* **CONSIGNE 1**
D'après le texte sur le métier de comédien, après combien de représentations arrive un nouveau projet ?
* **CONSIGNE 2**
Écrivez la suite du texte sur le métier de comédien, à partir de sa dernière phrase.
----- TEXTE FOURNI -----
Je viens de lire plusieurs pages de commentaires de l'article du figaro ci-dessus...
je suis complètement déconfit ! Quelle méconnaissance de notre métier !
Le problème, je pense, c'est que notre métier (je suis comédien de théâtre principalement) est réduit à l'état de "statut" du régime d'assurance chômage.
Oui, il est quasi impossible de trouver un CDI en tant que comédien... Et pourtant, oui, j'exerce ce métier à plein temps ! J'écris moi-même la plupart de mes spectacles, qui sont joués en milieu rural, parce que la SACD ne nous permet pas de jouer des pièces du répertoire (leur pourcentage ne permet plus aux structures de rémunérer les artistes, avec le peu d'entrées qu'on peut espérer dans nos petites villes). Je passe des nuits entières à écrire mes pièces, je passe des semaines à les répéter, à créer les dossiers de presse, à trouver des lieux acceptant de me diffuser, à trouver des structures acceptant de me produire... Tout ça, pour 1h30 de plaisir pour chaque spectateur ayant fait le déplacement ! Et puis, au bout de 10 à 20 représentations, nouveau projet, nouvelles nuits blanches, nouvelles questions...
Je n'accepte pas d'être considéré comme chômeur. Je ne suis pas à la recherche d'un emploi, j'en ai un : comédien.
Je rêve d'un système financé par le ministère de la culture où chaque comédien bénéficerait d'une reconnaissance de l'Etat, avec versement d'une aide sous forme de complément de salaire, soumise à une obligation de résultat en terme de réalisations artistiques, réévaluée à périodes fixes. Cette aide serait fixe et permettrait d'avoir un salaire décent pour un travail accompli à plein temps. Et cette reconnaissance permettrait d'avoir un statut social plutôt d'un statut d'indemnisation chômage.
----- DONNÉES EXTRAITES -----
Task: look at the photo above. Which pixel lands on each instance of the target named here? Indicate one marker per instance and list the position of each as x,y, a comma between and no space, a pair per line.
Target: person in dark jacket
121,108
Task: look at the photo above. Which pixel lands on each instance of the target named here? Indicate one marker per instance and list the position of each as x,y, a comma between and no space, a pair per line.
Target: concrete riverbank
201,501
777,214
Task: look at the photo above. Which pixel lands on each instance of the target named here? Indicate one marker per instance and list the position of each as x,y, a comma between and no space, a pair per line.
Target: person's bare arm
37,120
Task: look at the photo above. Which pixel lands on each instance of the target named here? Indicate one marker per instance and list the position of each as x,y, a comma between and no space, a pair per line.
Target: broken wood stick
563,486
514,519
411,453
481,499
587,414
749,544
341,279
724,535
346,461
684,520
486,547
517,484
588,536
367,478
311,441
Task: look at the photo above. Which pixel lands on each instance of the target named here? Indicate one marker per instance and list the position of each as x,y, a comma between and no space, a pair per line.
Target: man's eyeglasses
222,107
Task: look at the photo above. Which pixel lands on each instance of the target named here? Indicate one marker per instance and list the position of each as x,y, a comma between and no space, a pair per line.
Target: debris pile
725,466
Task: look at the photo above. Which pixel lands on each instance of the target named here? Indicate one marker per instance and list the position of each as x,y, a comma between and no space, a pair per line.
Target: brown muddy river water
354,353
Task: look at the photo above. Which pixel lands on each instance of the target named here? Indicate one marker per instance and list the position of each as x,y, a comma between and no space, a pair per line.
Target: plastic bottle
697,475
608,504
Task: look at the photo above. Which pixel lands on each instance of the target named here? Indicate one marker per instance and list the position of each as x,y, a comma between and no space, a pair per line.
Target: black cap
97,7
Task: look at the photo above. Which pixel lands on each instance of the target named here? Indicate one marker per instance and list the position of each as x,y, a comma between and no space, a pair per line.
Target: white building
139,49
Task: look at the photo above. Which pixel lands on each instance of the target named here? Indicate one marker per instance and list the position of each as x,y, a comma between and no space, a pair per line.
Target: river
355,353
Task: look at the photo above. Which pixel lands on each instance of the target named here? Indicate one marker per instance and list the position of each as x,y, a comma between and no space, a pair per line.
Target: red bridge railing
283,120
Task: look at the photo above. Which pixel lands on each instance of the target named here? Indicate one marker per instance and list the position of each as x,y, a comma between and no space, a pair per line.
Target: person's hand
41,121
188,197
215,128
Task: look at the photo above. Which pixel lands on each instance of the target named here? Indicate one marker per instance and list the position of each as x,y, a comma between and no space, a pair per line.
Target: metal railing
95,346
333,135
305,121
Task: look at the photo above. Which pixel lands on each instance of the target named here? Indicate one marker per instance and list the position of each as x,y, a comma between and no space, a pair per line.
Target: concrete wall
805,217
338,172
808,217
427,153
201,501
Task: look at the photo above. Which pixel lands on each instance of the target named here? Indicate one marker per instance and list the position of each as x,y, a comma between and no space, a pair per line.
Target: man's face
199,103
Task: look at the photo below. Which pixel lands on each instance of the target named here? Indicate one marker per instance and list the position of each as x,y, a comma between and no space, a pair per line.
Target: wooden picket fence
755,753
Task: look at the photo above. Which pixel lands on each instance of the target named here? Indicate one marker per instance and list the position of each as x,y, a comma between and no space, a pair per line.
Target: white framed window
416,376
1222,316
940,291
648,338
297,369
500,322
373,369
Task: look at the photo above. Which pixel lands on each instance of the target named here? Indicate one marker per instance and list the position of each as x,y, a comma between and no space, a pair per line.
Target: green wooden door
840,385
-----
* **RÉPONSE 1**
Après 10 à 20 représentations.

* **RÉPONSE 2**
Aujourd'hui, on marche sur la tête : lorsque des boîtes d'événementiel me proposent des contrats, je dois vérifier si le montant du cachet est suffisant pour que je ne perde pas d'argent avec le système des "NHTx10/1,3" ! On en est à devoir refuser du boulot !
Faisons de l'ASSEDICS-fiction : que se passerait-il si le régime des intermittents disparaissait... Le salaire de 90% des comédiens serait divisé par 3.
Ne nous faisons pas d'illusion : on changerait tous de boulot ! Les bons comédiens, qui sont loin d'être des abrutis, trouveraient un secteur pour se reconvertir, je ne m'en fais pas plus que ça... Mais il restera qui pour assurer le spectacle ? Au cinéma : les filles et fils de (je vois mal les anciens intermittents reconvertis aller perdre une journée de boulot en ayant 1% de chance de décrocher un rôle qui leur rapportera 20% de leur salaire actuel). Au théâtre : les filles et fils de (encore eux !) à Paris, et les amateurs autogérés en Province. On a tous vu un spectacle d'amateurs auto-gérés, non ? Ce serait donc purement et simplement la fin de la culture de proximité dans les petites villes et les villages..
Voilà... j'ai écrit tout ça, et maintenant, me vient la réflexion la plus censée de mon long monologue : qu'est-ce qu'il faut faire ?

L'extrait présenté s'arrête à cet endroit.